(Excerpts from point annotation data)
>>>
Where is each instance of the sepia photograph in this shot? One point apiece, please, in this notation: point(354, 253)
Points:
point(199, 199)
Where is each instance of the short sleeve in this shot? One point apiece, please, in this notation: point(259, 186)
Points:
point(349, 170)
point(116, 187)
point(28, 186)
<<<
DESCRIPTION OF THE TASK:
Write out every line of the entries again, requests included, adding 109 to each coordinate in the answer points. The coordinates shown inside the requests stay as they are.

TASK RESULT:
Where is each instance of the sepia photograph in this shot? One point apiece, please, in this notation: point(354, 253)
Points:
point(308, 308)
Where is each instance of the short sleeve in this shot? One point apiece, please, in this notation: point(259, 186)
Points:
point(458, 279)
point(225, 296)
point(137, 295)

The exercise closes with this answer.